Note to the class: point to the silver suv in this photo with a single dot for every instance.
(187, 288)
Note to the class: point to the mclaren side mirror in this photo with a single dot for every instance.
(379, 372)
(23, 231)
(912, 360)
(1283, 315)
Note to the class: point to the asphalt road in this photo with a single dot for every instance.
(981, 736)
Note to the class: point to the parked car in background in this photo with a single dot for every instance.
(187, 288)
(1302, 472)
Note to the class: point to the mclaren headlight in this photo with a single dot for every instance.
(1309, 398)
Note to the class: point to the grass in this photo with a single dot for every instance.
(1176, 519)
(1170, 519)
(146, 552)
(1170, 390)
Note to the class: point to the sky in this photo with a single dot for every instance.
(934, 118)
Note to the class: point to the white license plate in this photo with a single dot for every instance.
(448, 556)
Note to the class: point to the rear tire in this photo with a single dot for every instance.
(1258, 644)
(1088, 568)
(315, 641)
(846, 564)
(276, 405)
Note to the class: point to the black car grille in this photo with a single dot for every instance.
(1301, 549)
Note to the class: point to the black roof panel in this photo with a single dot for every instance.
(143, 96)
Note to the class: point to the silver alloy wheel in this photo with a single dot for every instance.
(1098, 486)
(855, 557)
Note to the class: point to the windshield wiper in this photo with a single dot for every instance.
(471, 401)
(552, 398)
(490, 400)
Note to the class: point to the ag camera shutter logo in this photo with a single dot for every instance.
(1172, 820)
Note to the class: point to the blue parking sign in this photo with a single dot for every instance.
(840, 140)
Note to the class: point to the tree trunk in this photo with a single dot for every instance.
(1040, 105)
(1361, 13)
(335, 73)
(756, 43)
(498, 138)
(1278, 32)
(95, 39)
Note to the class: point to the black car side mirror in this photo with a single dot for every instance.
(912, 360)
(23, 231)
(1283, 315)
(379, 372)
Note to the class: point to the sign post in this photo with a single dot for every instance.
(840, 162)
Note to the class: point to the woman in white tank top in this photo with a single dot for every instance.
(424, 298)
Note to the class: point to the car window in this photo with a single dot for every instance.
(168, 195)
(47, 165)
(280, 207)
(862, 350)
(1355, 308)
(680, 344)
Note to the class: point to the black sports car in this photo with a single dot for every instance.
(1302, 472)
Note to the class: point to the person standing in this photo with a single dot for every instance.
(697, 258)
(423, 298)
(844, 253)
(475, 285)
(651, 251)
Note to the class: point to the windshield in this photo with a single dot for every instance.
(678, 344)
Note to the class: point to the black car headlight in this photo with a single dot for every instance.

────────

Assignment — All that is wanted is an exact copy of the lines from the line holding "Note to the class: point to the sign" through the end of the material above, including both.

Solved problem —
Note to the class: point to the sign post in this photo with a single dot for every instance.
(840, 162)
Note to the class: point to the woman in white tank top in this photo with a single dot for every instance.
(424, 298)
Note to the class: point to the car window in this photo with a single dot for every instance.
(168, 195)
(47, 165)
(280, 207)
(862, 350)
(1355, 308)
(680, 344)
Note to the class: point to the black sports car in this photo with a single dot for every instance.
(1302, 472)
Note to the class: point to the person standing in this photo with a single dot for every instance.
(697, 258)
(423, 298)
(844, 253)
(475, 285)
(651, 251)
Note to the class: point to the windshield in this photo with a single dot for every instance.
(678, 344)
Note to the class: point to the black car headlight in this photo with a single dot for every instance.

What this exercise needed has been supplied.